___ Texto extraído

Si la caída del muro de Berlín simbolizó el fin material del comunismo, la Primavera de Praga lo hizo en su dimensión ideológica. La práctica histórica reafirmó que las revoluciones socialistas transitan de fracaso en fracaso: Cuba no es la excepción.
Checos confronta a soldados soviéticos en 1968
De la primavera de Praga al invierno cubano
En el 2018 transcurrió el medio siglo de los sucesos de 1968, signados por grandes cambios en la historia de la humanidad. Los jóvenes se lanzaban a las calles del mundo, convencidos de que el empuje de la voluntad humana podía hacer realidad los imposibles.
La legitimidad del estado de derecho, al unísono, reafirmaba su capacidad para proteger de la muerte a miles de franceses. Mexicanos y checos no corrieron igual suerte, siendo los primeros víctimas de la tristemente célebre masacre en la Plaza de Tlatelolco; los segundos, del empuje de las tropas soviéticas contra los ciudadanos en Praga, quienes, como los húngaros en 1956, exigían el derecho a vivir en libertad, independientes del totalitarismo ruso.
Fue el año de la muerte de Martin Luther King Jr. y de Robert Kennedy, cuando bullían las ciudades de Francia, Italia, España, Japón, Alemania; del nacimiento de grupos terroristas como la Fracción del Ejército Rojo, de las Brigadas Rojas y del primer asesinato de ETA.

______
___ Información proporcionada

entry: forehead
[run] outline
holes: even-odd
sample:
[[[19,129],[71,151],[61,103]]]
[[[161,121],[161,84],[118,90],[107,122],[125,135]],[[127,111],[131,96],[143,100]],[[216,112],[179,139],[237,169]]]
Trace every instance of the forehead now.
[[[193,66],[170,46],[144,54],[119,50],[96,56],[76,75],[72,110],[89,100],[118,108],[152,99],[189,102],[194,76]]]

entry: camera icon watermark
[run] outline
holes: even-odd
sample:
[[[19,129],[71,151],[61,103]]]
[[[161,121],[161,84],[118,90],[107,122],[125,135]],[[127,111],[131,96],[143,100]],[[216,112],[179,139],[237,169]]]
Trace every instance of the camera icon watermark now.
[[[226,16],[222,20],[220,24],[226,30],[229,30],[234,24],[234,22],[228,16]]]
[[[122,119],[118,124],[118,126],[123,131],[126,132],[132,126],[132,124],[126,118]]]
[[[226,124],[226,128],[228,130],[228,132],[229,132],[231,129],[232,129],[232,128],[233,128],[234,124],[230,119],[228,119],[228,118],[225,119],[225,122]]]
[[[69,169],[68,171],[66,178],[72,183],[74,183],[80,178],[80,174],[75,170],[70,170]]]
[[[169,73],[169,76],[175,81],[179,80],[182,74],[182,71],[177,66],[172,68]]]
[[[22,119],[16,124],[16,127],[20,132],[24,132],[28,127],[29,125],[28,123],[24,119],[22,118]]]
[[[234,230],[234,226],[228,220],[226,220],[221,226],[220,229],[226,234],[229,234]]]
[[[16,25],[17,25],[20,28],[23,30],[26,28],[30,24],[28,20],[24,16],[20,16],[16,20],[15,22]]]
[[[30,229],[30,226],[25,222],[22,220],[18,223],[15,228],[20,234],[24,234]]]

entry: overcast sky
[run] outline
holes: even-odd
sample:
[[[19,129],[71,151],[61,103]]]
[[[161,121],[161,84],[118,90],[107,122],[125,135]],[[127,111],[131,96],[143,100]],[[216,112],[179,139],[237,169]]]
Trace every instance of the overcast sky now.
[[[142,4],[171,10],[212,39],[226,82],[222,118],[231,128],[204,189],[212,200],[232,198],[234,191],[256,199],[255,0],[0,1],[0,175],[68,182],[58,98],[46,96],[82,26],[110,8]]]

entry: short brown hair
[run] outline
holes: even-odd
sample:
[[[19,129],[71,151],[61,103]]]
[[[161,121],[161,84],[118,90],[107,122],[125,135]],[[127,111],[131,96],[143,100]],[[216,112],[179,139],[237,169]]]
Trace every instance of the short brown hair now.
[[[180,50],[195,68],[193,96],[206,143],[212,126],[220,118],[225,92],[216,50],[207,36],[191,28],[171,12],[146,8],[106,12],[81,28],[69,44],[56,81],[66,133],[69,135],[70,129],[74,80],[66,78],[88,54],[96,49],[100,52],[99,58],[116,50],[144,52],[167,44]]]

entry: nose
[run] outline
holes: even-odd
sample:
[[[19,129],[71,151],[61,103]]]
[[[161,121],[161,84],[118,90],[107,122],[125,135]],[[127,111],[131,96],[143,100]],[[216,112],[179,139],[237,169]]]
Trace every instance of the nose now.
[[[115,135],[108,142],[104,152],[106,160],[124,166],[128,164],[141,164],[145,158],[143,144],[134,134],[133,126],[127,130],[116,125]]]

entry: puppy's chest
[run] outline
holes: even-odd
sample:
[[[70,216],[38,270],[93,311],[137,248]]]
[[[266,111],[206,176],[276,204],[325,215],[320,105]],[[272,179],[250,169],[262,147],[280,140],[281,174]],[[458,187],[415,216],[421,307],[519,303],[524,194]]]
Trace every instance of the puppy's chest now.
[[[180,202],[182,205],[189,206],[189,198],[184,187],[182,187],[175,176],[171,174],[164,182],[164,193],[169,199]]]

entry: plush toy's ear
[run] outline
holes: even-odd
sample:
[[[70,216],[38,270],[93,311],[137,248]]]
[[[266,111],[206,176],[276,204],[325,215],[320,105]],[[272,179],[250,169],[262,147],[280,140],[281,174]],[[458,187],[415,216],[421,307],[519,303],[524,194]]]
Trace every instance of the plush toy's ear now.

______

Acciones requeridas
1. Reproduzca fielmente el texto sobre la Primavera de Praga, desde "La legitimidad del" hasta "del totalitarismo ruso.", ambos incluidos.
2. Enumere los países cuyas ciudades, según el texto sobre la Primavera de Praga, bullían en 1968.
3. Según el texto sobre la Primavera de Praga, ¿en qué plaza se produjo la masacre de la que fueron víctimas los mexicanos?

Resultados por tarea
1.
La legitimidad del estado de derecho, al unísono, reafirmaba su capacidad para proteger de la muerte a miles de franceses. Mexicanos y checos no corrieron igual suerte, siendo los primeros víctimas de la tristemente célebre masacre en la Plaza de Tlatelolco; los segundos, del empuje de las tropas soviéticas contra los ciudadanos en Praga, quienes, como los húngaros en 1956, exigían el derecho a vivir en libertad, independientes del totalitarismo ruso.

2. Francia, Italia, España, Japón y Alemania.

3. En la Plaza de Tlatelolco.